Work instruction 1> Please say whether each statement agrees with the FLACS article: (a) The study measured endothelial cell loss. (b) Every FLACS case was done by a surgeon who had passed a 50-case learning curve. (c) Controls were matched for age within five years. Answer each with yes or no and quote the deciding words.
Work instruction 2> Proceed with the FLACS article, picking up right after its last sentence.

The merits of FLACS

The merits of FLACS
Cheryl Guttman Krader
Cheryl Guttman Krader
Published: Tuesday, March 1, 2016

The ESCRS-EUREQUO femtosecond laser-assisted cataract surgery (FLACS) study questioned whether femto outperforms conventional phacoemulsification. According to the results of this case-control study, the answer to that fundamental question is ‘no’, said Peter Barry MD at the XXXIII Congress of the ESCRS in Barcelona, Spain.

Explaining the caveat, Dr Barry noted the importance of considering what the study did and did not measure. The study did measure anticipated surgical difficulty, ocular comorbidity, peri-operative complications, monofocal versus premium intraocular lenses (IOLs), postoperative complications, best corrected visual acuity (BCVA), biometry prediction error, and postoperative cylinder and surgically-induced astigmatism (SIA).

“We did not measure circularity or centration of the capsulorhexis, absolute phacoemulsification energy, the laser platform used, endothelial cell loss, effective lens positioning, or higher order aberrations. These are not unimportant, but there were no comparisons in the database,” explained Dr Barry, St Vincent’s University Hospital and Royal Victoria Eye and Ear Hospital, Dublin, Ireland.

The ESCRS FLACS study included data from 2,814 FLACS cases entered prospectively into the European Registry of Quality Outcomes for Cataract and Refractive Surgery (EUREQUO) database and 4,987 controls entered into EUREQUO in 2014. These were identified retrospectively and matched for precisely the same preoperative BCVA, age within two years, and scoring the same ‘yes’ or ‘no’ for the EUREQUO fields on ocular comorbidity and anticipated surgical difficulty. All FLACS cases were performed by surgeons who had exceeded a 50-case learning curve and all reported cases were consecutive.

Stored data>
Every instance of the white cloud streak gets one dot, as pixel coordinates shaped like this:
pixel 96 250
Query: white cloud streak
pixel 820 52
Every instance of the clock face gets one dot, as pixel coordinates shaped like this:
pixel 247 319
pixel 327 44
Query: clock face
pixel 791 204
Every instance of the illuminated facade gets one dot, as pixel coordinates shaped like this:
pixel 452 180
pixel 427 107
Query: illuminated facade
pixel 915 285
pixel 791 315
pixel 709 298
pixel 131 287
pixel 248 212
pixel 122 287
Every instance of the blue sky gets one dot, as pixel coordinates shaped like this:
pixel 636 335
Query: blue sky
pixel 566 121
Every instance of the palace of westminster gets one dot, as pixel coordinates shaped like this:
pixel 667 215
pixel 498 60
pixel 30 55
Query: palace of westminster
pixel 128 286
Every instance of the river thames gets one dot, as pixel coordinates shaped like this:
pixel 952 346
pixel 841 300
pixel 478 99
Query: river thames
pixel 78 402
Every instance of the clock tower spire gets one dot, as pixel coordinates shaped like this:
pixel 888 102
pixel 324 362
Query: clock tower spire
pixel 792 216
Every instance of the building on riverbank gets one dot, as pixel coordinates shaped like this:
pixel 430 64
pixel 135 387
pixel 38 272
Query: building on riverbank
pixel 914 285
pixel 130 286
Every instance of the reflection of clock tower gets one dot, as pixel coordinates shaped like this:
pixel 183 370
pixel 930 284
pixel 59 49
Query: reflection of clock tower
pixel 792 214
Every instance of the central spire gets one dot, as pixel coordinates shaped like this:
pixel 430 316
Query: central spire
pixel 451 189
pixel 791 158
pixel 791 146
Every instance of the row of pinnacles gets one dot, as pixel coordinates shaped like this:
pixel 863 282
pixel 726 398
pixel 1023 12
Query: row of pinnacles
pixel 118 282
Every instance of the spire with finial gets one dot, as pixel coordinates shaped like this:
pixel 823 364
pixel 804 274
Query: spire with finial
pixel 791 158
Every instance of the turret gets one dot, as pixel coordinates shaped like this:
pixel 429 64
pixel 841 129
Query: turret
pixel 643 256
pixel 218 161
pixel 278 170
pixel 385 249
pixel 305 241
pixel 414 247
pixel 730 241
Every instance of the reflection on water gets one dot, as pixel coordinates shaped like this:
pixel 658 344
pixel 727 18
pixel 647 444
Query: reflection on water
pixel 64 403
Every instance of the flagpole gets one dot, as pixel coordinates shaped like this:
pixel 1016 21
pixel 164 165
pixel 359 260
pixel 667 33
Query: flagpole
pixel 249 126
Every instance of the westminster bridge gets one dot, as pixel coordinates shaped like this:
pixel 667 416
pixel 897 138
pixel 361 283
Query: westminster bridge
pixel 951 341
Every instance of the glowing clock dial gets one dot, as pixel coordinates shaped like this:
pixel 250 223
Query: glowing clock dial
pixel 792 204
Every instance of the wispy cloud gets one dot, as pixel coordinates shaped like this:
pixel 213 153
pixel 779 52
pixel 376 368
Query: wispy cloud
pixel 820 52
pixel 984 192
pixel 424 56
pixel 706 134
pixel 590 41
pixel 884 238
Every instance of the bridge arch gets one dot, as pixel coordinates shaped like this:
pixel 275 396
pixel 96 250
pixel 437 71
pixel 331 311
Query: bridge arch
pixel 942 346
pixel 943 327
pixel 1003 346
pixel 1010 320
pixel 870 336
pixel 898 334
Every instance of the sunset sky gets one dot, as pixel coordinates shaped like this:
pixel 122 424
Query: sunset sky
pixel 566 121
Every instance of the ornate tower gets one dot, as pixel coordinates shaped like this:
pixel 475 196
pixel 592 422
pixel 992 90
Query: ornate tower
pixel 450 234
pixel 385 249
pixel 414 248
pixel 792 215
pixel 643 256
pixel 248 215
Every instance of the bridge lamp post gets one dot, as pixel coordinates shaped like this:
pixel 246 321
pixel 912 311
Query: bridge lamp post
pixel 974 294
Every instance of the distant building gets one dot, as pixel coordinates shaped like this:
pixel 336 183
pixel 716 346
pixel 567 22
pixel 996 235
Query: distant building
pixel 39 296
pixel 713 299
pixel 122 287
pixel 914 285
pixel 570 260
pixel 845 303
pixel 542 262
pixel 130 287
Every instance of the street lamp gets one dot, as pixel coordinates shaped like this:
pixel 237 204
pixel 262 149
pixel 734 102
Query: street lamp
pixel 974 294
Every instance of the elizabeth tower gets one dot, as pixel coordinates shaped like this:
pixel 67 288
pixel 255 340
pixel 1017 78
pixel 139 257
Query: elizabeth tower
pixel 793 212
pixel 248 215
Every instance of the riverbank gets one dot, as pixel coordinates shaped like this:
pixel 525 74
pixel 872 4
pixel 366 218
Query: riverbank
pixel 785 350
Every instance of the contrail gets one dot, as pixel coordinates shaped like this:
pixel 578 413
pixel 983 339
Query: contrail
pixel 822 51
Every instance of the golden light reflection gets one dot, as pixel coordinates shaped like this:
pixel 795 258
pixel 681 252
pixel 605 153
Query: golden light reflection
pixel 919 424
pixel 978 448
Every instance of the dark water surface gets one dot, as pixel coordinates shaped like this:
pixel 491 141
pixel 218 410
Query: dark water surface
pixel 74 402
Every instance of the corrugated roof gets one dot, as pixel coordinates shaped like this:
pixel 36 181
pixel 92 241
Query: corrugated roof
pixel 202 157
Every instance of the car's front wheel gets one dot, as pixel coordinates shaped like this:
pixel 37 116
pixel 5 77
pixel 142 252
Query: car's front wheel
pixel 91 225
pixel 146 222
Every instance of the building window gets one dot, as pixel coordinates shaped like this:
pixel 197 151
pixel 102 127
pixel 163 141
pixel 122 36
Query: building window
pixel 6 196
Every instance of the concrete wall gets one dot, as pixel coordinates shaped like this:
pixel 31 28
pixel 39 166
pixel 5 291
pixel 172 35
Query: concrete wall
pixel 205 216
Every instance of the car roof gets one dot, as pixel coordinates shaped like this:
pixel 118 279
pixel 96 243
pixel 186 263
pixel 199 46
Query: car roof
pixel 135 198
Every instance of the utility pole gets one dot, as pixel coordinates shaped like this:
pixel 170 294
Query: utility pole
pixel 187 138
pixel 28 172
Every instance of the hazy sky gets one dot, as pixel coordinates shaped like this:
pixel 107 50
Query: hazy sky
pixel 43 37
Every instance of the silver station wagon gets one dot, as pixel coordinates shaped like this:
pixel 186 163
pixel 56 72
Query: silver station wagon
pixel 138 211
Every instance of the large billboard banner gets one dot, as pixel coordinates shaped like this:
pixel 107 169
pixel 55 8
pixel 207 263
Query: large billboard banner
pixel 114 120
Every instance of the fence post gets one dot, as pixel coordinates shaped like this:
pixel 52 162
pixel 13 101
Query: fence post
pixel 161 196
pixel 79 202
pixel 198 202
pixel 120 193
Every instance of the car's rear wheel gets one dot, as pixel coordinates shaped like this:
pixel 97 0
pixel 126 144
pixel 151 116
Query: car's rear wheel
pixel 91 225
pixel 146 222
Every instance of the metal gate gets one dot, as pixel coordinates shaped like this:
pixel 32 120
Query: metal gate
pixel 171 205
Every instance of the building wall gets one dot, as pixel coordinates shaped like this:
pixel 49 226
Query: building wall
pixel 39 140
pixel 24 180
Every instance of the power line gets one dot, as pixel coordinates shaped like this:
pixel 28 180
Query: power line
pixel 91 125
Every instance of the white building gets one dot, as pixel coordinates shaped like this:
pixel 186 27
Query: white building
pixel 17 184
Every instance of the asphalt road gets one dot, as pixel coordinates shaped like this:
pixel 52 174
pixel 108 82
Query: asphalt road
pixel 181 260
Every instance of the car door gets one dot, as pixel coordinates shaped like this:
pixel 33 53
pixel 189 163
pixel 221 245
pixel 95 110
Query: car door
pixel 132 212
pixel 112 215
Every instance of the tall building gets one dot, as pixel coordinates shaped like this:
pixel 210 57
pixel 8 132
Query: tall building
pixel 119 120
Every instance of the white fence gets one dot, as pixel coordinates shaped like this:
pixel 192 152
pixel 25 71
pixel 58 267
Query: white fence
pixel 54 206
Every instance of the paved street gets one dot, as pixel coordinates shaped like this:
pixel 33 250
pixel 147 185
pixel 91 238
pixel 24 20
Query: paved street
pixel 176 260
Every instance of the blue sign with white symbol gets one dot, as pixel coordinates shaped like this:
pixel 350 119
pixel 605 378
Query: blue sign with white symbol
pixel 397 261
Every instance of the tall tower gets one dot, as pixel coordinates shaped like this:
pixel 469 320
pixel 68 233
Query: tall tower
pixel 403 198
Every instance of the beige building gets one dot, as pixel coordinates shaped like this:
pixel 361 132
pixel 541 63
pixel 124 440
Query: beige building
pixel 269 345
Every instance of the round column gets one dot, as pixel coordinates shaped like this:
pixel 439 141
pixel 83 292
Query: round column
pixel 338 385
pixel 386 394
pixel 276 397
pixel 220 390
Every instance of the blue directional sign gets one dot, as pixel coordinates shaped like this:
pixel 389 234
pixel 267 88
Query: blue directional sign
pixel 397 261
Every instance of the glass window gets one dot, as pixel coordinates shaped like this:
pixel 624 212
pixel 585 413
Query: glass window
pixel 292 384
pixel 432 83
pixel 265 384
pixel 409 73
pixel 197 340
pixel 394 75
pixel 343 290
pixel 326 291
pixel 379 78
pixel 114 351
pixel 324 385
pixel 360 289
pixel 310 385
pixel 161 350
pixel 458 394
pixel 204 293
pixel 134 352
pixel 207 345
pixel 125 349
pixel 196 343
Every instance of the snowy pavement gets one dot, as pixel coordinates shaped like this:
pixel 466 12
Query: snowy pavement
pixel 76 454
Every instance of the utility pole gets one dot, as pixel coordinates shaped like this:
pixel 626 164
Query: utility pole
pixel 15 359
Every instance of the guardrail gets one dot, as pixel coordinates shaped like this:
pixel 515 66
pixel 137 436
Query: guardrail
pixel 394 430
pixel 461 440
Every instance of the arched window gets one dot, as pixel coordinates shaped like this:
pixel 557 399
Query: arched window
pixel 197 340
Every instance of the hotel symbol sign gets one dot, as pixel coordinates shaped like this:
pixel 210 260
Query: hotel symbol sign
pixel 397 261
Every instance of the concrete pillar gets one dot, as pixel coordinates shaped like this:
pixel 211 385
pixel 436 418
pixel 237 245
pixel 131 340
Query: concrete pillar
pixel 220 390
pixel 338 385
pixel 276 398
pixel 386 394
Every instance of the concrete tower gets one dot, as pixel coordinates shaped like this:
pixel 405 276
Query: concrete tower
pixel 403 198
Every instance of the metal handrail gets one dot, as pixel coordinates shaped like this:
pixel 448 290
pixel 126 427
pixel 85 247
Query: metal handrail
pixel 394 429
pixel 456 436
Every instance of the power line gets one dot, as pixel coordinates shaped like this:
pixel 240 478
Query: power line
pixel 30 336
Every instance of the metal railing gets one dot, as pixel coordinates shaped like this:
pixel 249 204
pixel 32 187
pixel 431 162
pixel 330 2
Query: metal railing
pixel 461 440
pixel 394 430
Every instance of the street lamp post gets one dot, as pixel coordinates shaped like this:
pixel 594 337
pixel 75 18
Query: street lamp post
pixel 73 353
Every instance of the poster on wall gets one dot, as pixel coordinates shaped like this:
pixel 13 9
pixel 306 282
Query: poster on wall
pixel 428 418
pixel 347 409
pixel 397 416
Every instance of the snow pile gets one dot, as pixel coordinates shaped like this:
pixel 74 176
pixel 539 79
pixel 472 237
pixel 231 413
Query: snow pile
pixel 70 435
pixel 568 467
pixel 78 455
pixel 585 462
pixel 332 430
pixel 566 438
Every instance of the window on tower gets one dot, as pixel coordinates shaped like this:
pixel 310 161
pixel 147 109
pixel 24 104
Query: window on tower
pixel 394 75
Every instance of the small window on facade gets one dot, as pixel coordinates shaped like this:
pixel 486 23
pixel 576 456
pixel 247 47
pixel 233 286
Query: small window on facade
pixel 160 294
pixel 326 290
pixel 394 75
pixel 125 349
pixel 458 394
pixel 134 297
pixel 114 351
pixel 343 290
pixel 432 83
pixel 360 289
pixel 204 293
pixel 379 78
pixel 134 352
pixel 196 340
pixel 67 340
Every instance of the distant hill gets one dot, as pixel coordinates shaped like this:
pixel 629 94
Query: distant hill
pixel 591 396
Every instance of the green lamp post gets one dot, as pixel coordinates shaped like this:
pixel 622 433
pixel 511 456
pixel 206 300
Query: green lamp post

Written response 1>
(a) No: "We did not measure circularity or centration of the capsulorhexis, absolute phacoemulsification energy, the laser platform used, endothelial cell loss"
(b) Yes: "All FLACS cases were performed by surgeons who had exceeded a 50-case learning curve"
(c) No: "age within two years"

Written response 2>
SIGNIFICANT BENEFIT

Summarising the results, Dr Barry reported FLACS was associated with a statistically significant benefit for minimising the incidence of postoperative astigmatism of equal or greater than 1.5D (nine per cent vs 18.5 per cent). The results were similar in an analysis excluding cases with a toric IOL, concurrent femtosecond laser refractive surgery, or a history of corneal refractive surgery. In addition, SIA of greater than 0.5D occurred at a significantly lower rate with FLACS compared with phacoemulsification (47 per cent vs 53 per cent).

However, postoperative BCVA was worse after FLACS than in the phacoemulsification group. The proportion of eyes with worse BCVA postoperatively than preoperatively was significantly higher in the FLACS group than in the phacoemulsification group (3.3 per cent vs 1.3 per cent). This is important because the preoperative visual acuities were the same as the result of the matching process. This worse vision was due to postoperative complications, not to previous corneal refractive surgery. The worse BCVA outcomes with FLACS were due to a higher rate of postoperative surgical complications – corneal oedema, early posterior capsular opacification and uveitis requiring treatment. Femto currently does not outperform phaco, Dr Barry concluded.